====== Material provided
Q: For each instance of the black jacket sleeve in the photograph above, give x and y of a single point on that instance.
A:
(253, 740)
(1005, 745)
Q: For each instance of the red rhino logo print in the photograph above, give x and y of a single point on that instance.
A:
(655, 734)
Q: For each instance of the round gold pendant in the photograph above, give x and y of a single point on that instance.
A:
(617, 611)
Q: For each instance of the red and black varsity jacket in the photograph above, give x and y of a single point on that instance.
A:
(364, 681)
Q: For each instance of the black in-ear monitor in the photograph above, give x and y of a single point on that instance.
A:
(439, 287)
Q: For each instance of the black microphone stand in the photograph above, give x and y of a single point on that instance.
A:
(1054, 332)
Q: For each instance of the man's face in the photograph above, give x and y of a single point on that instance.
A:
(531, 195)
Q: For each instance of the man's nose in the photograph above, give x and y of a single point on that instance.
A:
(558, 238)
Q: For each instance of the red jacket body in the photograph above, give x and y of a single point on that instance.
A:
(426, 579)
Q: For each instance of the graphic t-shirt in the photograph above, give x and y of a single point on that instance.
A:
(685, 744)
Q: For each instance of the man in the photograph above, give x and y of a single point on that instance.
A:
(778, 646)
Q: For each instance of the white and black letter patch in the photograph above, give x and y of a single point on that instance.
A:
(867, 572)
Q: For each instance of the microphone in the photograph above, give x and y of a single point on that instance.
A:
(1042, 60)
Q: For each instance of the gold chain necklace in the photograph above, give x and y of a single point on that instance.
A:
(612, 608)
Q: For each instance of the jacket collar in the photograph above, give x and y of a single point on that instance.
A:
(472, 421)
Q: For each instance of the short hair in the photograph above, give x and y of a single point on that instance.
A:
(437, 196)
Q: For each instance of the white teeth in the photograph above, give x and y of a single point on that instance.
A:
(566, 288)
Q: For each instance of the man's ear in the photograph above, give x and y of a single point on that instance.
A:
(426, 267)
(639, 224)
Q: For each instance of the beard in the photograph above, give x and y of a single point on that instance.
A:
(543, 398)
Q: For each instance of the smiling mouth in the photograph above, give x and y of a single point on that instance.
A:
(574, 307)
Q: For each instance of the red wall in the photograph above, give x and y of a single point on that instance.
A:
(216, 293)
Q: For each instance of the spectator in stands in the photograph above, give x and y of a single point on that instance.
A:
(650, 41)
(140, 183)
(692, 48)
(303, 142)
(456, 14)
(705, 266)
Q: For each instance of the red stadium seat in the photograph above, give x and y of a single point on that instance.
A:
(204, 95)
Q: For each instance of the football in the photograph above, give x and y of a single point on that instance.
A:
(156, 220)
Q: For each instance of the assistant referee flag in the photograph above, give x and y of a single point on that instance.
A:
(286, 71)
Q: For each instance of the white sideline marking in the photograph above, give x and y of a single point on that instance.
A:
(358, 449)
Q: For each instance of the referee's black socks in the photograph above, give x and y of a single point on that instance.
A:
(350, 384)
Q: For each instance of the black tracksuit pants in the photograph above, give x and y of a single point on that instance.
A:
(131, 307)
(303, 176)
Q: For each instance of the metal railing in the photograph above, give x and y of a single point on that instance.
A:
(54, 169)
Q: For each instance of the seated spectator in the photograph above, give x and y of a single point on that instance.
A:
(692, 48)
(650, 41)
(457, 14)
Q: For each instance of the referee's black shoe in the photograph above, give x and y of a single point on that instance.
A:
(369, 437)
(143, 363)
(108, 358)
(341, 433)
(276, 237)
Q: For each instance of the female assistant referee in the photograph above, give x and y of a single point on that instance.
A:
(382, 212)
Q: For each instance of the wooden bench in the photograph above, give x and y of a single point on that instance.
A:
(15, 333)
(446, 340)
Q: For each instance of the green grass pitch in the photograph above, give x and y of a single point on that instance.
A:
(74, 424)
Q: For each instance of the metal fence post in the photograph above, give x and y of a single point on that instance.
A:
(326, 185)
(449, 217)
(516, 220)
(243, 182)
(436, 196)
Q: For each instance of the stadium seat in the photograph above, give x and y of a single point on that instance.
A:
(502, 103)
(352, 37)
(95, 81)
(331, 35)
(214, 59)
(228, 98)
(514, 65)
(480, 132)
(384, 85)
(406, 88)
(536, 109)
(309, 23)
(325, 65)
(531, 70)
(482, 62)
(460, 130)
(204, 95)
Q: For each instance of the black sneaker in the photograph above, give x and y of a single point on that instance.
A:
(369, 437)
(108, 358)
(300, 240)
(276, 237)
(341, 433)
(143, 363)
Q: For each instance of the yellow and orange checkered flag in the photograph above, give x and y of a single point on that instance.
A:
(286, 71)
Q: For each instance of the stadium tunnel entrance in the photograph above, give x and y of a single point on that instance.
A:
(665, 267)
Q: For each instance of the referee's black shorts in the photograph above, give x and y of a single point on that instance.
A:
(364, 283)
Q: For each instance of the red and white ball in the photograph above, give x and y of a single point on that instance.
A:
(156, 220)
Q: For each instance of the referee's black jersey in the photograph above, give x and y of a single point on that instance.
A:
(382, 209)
============
What is needed. Set every line of the listing down word for word.

Task result.
Q: For each instance of the black jacket sleeve in the photograph above, give x and y of a single point on that instance.
A:
(253, 740)
(1005, 745)
Q: For each instance of the red rhino logo print in the photograph above, give x and y of a single point on that instance.
A:
(655, 734)
Q: For each instance of the round gold pendant in the photograph above, give x and y of a single point on that instance.
A:
(617, 611)
Q: For each instance of the red and black varsity jacket in the photograph above, give x and y of a single point on that instance.
A:
(364, 681)
Q: For each instance of the black in-ear monitor in the photograph above, give x and y of a single point on that instance.
A:
(439, 287)
Q: For each instance of the black microphone stand in the photograph above, give x and y of a single point on that instance.
A:
(1054, 332)
Q: For each instance of the man's face in the photograph above, give x and y of a single point on that instance.
A:
(531, 195)
Q: For each instance of the man's nose in the photograph above, give x and y of a single point on that instance.
A:
(558, 238)
Q: For each instance of the red jacket body in the photograph above, give x and y of a single point on that instance.
A:
(426, 579)
Q: For each instance of the graphic t-shirt in the photograph above, give x and y of a single point on that instance.
A:
(685, 744)
Q: For each instance of the man in the photograph above, give x and y of a single point on that instance.
A:
(778, 646)
Q: For each instance of the white and black letter patch in the photograph above, give x and y of a single point on that instance.
A:
(867, 572)
Q: For each instance of the microphone in the photograph above, give x and y of a single point on that instance.
A:
(1042, 60)
Q: For each instance of the gold chain necklace in the photograph above, give x and y of a single point on that instance.
A:
(612, 608)
Q: For each instance of the jacket collar in the photograph above, give x and y of a single point on that instance.
A:
(472, 421)
Q: For each instance of the short hair in the photograph above, give x and y of a single point on that instance.
A:
(437, 196)
Q: For each instance of the white teeth in the photograph above, give x and y of a single point on that instance.
A:
(566, 288)
Q: For each instance of the man's ear in the photograph above, give x and y of a single point on that instance.
A:
(426, 267)
(639, 224)
Q: For each instance of the beard in the photograph above, give x and y of a single point on that instance.
A:
(543, 398)
Q: For each instance of the smiling mouth in the photograph above, give x and y of a single point on that instance.
A:
(574, 307)
Q: For each instance of the red wall in the photograph above, give x and y of a single point on that instance.
A:
(216, 293)
Q: For each instance of the spectator in stands in the photograph above, give x and y of a single point on that instance.
A:
(650, 41)
(140, 183)
(692, 48)
(303, 142)
(456, 14)
(705, 266)
Q: For each instance of the red stadium seat in the photograph above, give x and y of a single point on that instance.
A:
(204, 95)
Q: For each instance of the football in the photograph above, give x and y of a single point on that instance.
A:
(156, 220)
Q: For each instance of the assistant referee flag in the photograph above, give x and y of a single point on that instance.
A:
(286, 71)
Q: For each instance of the white sideline marking in the photograph above, give x and y of a single point on that instance.
A:
(358, 449)
Q: For each instance of the referee's black socks in the photograph above, give x and y of a single point on that instance.
A:
(350, 384)
Q: For each instance of the black tracksuit pants in the photograph above, give x and y of a single point on that instance.
A:
(131, 307)
(303, 176)
Q: For each instance of the metal railing in the photograph above, give x and y of a single point on that instance.
A:
(54, 169)
Q: For each instance of the seated spectator in the photograph above, give x and y of a single point on that instance.
A:
(692, 48)
(650, 41)
(457, 14)
Q: For each instance of the referee's black shoe in the photograph above, give x and y of a single point on that instance.
A:
(369, 437)
(143, 363)
(108, 358)
(341, 433)
(276, 237)
Q: For each instance of the female assistant referee in the photograph above, give x and y of a single point on that instance.
A:
(382, 212)
Q: For each instance of the wooden bench in the photograph above, give x and y of a single point on that instance.
A:
(15, 333)
(446, 340)
Q: For each instance of the green grass pitch in the photograph above, give x and y of a single point on that instance.
A:
(74, 424)
Q: For each instance of the metal fence post in the photograph above, give x and y of a single point on that instance.
A:
(326, 185)
(449, 217)
(516, 220)
(243, 182)
(436, 196)
Q: For each instance of the stadium seat in the photograph above, give x and y of a single point on that instance.
A:
(502, 103)
(352, 37)
(95, 81)
(331, 35)
(214, 59)
(228, 98)
(514, 65)
(480, 132)
(384, 85)
(406, 88)
(536, 109)
(309, 23)
(325, 65)
(531, 70)
(482, 62)
(460, 130)
(204, 95)
Q: For each instance of the black sneaker in the photograph above, give x and y of a single point on that instance.
A:
(369, 437)
(108, 358)
(300, 240)
(276, 237)
(341, 433)
(143, 363)
Q: For each instance of the yellow and orange checkered flag in the photograph above, give x and y of a single point on that instance.
A:
(286, 71)
Q: For each instance of the stadium tunnel entrance in the photograph above, give x and y of a single point on that instance.
A:
(665, 267)
Q: For each instance of the referee's black shorts in the photograph above, give x and y of a single point on that instance.
A:
(364, 283)
Q: For each instance of the red and white ball in the photograph above, give x and y of a single point on that instance.
A:
(156, 220)
Q: For each instance of the referee's black jersey in the photograph above, give x and y of a single point on that instance.
A:
(382, 209)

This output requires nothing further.